Supplied passage
Watson working on mental approach, breathing

Golf

NORTON, Mass. — Following his best round in nearly two months, Bubba Watson revealed Thursday that he has needed to work more on his mind than his game the past year.

“I’d have to say it’s a lot more mental than people think. You know, life is hard — on course, off course,” Watson said following an opening-round 6-under 65 that put him in a tie for fifth at the Northern Trust, the first event of the PGA Tour’s FedEx Cup playoffs. “A lot of people don’t talk about it that much. I went through a lot of mental issues. Still going through them, still going to battle them the rest of my life. Just trying to work on that part and trying to get more relaxed.”

Watson made seven birdies Thursday, which he said came from a change he made Monday. And it was one that had nothing to do with his golf swing.

“Truthfully, starting on Monday, it was working on my breathing, trying to get more relaxed while I’m out there,” Watson said. “Just thinking. The problem I’ve had, gosh, over the last year or so is just the mental part, the thinking. I’ve been trying to work on that. I knew my ball-striking was in the right spot. And again, we got three more days, so I could shoot 102 [on Friday].”

Watson, a two-time Masters champion who has 12 career PGA Tour victories, has missed four cuts in nine events since golf returned from a three-month shutdown because of the coronavirus pandemic. He entered the Northern Trust in 66th on the FedEx Cup points list, meaning he has to work to do this week if he wants his season to continue. Only the top 70 players advance to next week’s BMW Championship. The top 30 make the season-ending Tour Championship.

“Again, that’s where the breathing comes in,” he said. “I started to work with, would you say, a breathing coach to try and breathe right so I can calm myself down, get the heart rate down. Really that’s what I’m looking at. The physical part, since I’ve been out here, since my rookie season … I can hit the shots. It’s coming down to how am I thinking that two seconds before I hit that shot.”

What you need to do
**a.** Decide whether each statement agrees with the Watson article, answering yes or no and quoting the deciding words: (i) Watson shot a 6-under 65 in the opening round. (ii) Watson has won the Masters three times. (iii) The top 70 players on the points list advance to the BMW Championship.
**b.** According to the Watson article, where was Watson on the FedEx Cup points list when he entered the Northern Trust?
**c.** From the Watson article, echo the part that opens with the words containing "NORTON, Mass. —" and closes with "his golf swing.".
The listing has no connection to the Watson article.

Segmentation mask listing
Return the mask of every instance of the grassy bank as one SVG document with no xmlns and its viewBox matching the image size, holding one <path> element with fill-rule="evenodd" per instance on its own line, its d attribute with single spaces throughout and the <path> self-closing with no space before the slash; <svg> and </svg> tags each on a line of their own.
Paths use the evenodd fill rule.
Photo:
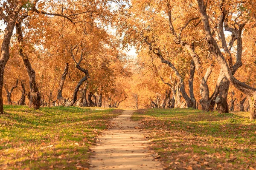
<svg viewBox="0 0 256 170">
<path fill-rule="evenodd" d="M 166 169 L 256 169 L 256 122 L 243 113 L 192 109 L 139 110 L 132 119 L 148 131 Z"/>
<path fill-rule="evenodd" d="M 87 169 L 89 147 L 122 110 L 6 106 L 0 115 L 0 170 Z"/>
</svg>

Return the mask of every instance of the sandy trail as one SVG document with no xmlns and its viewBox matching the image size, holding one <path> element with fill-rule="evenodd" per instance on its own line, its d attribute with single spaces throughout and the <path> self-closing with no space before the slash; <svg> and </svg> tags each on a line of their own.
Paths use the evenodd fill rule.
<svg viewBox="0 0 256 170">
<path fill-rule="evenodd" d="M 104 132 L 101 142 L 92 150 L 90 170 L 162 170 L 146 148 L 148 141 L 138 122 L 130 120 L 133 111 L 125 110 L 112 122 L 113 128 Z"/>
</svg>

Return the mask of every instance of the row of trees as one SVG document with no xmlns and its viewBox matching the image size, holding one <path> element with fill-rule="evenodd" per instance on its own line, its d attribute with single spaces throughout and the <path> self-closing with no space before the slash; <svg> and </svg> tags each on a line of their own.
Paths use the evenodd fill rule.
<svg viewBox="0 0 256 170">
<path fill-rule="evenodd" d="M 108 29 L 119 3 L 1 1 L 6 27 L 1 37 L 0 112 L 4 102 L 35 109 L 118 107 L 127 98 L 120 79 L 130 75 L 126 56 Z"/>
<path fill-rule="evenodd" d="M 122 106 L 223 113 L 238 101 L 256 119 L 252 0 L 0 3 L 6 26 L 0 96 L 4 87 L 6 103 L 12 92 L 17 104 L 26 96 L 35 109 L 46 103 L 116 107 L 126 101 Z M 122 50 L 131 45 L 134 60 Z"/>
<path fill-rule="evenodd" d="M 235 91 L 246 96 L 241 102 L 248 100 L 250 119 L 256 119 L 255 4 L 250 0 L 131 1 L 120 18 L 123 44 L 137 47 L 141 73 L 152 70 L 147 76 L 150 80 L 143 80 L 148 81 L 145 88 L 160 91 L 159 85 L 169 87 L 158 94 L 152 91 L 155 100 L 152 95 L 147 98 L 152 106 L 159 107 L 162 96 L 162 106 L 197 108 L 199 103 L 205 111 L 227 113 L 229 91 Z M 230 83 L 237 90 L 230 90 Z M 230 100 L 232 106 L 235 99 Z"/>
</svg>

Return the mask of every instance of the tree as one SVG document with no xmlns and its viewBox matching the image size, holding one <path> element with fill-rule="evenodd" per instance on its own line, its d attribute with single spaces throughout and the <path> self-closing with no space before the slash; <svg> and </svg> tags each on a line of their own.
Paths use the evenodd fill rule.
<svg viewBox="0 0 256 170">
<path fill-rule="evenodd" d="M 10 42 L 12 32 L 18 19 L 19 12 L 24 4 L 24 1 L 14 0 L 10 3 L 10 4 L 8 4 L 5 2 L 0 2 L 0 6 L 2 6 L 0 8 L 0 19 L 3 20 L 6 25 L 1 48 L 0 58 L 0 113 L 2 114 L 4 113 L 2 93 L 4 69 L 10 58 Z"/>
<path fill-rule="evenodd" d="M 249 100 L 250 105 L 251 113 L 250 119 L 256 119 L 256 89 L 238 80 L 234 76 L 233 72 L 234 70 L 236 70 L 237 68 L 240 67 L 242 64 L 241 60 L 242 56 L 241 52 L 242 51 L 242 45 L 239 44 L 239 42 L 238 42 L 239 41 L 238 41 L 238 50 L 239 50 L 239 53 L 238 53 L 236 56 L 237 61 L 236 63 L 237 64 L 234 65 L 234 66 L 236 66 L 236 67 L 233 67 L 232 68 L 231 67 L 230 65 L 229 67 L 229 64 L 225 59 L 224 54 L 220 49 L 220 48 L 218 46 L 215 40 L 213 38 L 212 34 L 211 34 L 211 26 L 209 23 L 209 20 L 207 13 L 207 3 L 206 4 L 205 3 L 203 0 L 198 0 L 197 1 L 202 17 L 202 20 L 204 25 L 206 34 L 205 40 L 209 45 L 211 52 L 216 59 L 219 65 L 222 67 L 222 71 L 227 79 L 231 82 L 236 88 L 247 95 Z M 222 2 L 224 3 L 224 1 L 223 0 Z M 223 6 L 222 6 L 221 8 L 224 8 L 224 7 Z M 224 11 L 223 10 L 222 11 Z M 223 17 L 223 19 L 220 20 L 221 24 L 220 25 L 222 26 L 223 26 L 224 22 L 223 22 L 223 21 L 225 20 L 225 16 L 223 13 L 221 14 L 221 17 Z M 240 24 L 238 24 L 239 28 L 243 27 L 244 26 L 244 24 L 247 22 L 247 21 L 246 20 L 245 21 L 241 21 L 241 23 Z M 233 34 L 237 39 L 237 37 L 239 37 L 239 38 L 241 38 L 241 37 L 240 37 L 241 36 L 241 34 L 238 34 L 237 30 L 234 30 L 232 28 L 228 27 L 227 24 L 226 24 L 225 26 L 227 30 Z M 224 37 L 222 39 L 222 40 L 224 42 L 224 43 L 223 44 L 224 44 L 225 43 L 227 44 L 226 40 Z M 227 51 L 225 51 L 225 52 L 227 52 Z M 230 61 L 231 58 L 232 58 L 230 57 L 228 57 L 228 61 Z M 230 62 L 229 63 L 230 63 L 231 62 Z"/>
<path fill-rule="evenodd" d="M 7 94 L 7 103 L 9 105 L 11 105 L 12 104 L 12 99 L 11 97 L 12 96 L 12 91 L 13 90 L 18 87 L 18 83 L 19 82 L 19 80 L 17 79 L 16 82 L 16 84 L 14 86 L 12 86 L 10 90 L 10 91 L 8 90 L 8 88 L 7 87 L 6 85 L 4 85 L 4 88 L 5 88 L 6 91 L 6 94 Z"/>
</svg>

==

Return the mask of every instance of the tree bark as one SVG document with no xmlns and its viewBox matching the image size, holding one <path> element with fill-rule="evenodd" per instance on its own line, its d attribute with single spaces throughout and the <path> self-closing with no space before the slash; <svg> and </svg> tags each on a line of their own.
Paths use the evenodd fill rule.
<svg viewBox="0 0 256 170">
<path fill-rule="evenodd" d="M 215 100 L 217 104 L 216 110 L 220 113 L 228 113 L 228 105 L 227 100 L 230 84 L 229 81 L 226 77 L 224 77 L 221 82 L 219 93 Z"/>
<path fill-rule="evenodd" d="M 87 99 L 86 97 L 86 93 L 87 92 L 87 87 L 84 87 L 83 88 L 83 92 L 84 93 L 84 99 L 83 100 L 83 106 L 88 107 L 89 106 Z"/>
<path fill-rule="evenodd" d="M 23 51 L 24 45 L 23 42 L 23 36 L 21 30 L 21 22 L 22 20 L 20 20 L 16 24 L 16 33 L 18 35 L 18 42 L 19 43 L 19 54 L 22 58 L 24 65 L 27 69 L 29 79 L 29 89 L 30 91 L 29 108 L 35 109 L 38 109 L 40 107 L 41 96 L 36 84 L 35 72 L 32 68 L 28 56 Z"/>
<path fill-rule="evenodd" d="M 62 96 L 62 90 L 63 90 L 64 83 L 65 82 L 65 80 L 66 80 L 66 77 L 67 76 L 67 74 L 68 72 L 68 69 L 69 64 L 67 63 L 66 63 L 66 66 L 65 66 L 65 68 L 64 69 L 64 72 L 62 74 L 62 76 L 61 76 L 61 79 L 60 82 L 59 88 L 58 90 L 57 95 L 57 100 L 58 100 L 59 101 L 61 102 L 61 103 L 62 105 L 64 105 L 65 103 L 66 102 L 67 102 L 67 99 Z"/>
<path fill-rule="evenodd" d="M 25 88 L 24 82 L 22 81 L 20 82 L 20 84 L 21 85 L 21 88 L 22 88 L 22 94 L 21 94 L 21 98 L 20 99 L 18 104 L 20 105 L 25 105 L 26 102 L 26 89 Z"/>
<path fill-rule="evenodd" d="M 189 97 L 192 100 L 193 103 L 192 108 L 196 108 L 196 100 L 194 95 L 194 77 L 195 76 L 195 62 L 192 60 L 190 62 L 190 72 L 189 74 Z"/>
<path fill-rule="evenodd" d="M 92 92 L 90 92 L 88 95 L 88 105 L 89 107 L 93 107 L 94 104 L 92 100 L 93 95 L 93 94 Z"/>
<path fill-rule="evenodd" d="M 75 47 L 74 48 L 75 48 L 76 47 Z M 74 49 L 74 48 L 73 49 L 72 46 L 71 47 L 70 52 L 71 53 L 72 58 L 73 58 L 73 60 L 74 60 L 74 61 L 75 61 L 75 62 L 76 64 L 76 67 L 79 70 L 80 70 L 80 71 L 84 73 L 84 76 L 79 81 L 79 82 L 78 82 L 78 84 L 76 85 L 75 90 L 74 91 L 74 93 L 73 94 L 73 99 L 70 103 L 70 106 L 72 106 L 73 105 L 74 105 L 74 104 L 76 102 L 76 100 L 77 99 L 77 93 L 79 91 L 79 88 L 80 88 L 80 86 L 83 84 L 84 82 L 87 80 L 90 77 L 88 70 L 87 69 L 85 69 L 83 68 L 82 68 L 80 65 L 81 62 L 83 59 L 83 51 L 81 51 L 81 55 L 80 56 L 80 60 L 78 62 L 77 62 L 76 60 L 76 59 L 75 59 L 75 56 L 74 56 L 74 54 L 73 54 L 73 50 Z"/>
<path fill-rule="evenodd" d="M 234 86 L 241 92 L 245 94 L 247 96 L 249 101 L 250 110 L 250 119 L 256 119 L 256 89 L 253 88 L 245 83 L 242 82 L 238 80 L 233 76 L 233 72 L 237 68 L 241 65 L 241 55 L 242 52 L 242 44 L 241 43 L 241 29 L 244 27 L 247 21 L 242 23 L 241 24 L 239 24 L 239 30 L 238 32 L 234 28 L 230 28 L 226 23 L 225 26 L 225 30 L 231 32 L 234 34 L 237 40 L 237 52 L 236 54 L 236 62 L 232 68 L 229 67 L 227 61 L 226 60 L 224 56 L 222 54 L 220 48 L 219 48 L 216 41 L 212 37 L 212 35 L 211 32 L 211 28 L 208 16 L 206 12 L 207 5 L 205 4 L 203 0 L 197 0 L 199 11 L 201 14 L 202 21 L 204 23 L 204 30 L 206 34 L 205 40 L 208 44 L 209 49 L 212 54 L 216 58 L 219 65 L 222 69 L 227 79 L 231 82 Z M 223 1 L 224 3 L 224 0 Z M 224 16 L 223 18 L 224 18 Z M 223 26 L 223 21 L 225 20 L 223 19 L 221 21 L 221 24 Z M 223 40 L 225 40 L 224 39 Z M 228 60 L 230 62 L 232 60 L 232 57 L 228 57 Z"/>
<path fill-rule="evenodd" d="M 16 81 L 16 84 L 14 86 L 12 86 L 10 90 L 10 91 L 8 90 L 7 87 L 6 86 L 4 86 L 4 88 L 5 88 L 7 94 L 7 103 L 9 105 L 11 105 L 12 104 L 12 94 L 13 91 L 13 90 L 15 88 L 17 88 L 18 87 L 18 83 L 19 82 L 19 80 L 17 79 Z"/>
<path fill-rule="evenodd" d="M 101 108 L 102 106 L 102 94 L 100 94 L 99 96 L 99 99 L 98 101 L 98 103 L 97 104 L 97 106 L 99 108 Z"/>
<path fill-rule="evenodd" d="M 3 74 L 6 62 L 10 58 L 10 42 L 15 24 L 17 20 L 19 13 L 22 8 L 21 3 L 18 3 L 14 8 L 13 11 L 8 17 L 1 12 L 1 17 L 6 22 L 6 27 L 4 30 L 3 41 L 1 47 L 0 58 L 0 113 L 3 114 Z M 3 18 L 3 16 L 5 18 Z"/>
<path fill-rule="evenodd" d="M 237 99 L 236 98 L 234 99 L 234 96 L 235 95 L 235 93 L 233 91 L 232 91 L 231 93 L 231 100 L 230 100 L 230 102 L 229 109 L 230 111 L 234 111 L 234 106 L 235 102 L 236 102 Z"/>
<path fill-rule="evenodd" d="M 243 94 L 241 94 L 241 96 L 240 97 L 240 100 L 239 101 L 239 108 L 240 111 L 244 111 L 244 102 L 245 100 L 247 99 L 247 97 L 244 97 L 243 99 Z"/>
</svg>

Task responses
**a.**
(i) Yes: "an opening-round 6-under 65"
(ii) No: "a two-time Masters champion"
(iii) Yes: "Only the top 70 players advance to next week’s BMW Championship."

**b.** He was 66th.

**c.**
NORTON, Mass. — Following his best round in nearly two months, Bubba Watson revealed Thursday that he has needed to work more on his mind than his game the past year.

“I’d have to say it’s a lot more mental than people think. You know, life is hard — on course, off course,” Watson said following an opening-round 6-under 65 that put him in a tie for fifth at the Northern Trust, the first event of the PGA Tour’s FedEx Cup playoffs. “A lot of people don’t talk about it that much. I went through a lot of mental issues. Still going through them, still going to battle them the rest of my life. Just trying to work on that part and trying to get more relaxed.”

Watson made seven birdies Thursday, which he said came from a change he made Monday. And it was one that had nothing to do with his golf swing.